══ The records
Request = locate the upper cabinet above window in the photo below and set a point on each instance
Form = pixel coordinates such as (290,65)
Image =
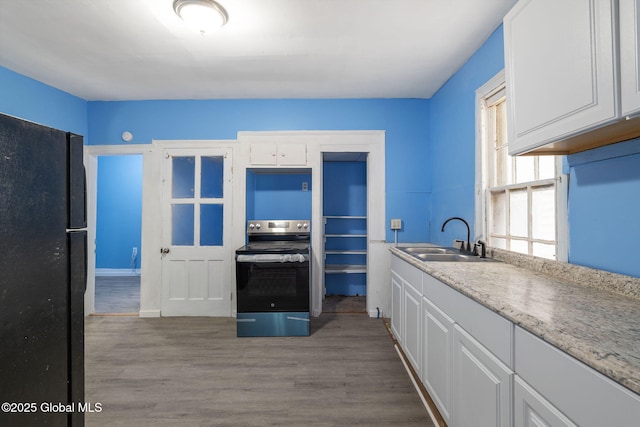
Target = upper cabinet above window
(563,60)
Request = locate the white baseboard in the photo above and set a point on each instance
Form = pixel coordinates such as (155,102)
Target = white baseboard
(102,272)
(149,313)
(374,313)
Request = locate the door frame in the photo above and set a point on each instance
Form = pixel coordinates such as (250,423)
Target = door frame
(219,304)
(91,154)
(150,261)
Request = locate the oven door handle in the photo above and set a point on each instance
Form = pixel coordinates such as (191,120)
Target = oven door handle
(271,258)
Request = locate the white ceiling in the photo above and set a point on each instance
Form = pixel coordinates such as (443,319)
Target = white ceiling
(139,49)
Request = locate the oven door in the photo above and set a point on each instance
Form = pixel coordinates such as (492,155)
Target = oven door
(267,286)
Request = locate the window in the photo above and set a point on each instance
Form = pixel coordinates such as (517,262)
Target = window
(521,200)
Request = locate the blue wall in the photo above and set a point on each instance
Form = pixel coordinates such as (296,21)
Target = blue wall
(278,196)
(119,216)
(404,121)
(452,142)
(604,208)
(31,100)
(430,150)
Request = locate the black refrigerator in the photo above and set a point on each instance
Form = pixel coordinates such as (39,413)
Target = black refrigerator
(42,275)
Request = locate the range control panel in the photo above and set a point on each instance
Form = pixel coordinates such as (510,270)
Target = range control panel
(278,226)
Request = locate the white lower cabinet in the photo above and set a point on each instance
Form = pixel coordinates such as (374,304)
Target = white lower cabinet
(396,305)
(437,357)
(533,410)
(481,384)
(583,395)
(412,326)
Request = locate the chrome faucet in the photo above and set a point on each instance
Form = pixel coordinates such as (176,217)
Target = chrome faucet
(468,232)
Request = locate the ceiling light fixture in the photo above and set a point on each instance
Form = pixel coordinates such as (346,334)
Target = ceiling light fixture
(203,15)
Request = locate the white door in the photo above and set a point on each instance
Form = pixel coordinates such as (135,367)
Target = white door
(196,257)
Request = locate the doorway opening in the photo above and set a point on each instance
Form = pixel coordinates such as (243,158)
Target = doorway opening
(344,207)
(118,234)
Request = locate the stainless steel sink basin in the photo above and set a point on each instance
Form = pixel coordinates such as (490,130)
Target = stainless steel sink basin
(417,250)
(441,254)
(449,257)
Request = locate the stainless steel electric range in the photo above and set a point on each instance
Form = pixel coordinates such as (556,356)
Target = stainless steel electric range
(273,276)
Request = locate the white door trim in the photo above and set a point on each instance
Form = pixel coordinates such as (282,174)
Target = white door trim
(151,262)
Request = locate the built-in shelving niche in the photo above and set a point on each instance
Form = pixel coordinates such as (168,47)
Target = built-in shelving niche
(345,223)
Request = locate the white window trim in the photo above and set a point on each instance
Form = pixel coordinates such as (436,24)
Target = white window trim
(562,187)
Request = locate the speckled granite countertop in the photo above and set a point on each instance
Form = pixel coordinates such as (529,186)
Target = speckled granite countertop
(571,307)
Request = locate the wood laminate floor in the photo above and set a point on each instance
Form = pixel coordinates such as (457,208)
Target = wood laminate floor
(117,294)
(196,372)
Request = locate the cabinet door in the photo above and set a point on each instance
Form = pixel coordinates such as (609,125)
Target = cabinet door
(292,154)
(481,384)
(412,331)
(396,306)
(437,350)
(629,56)
(263,154)
(533,410)
(560,70)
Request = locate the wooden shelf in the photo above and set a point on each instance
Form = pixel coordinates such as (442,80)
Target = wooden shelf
(344,269)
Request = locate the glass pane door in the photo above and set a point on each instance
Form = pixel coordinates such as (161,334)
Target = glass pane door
(197,209)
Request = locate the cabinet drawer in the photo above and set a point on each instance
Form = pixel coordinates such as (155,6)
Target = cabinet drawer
(584,395)
(492,330)
(407,272)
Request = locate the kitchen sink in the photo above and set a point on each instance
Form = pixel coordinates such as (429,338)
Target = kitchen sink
(417,250)
(441,254)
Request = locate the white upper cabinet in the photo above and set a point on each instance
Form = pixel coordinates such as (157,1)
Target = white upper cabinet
(278,154)
(562,64)
(629,56)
════
Reproduce the records above word for word, starting at the line that contains "Request = locate the kitchen" and running through the end of the records, both ends included.

Request = locate the kitchen sink in the photo above and set a point on each instance
Form = pixel coordinates such as (429,338)
Target = kitchen sink
(417,250)
(441,254)
Request = locate the white upper cabinet in the photo above and set a point on each instance
Form = pixel coordinates such as (157,1)
Target = white upper cabinet
(278,154)
(562,64)
(629,56)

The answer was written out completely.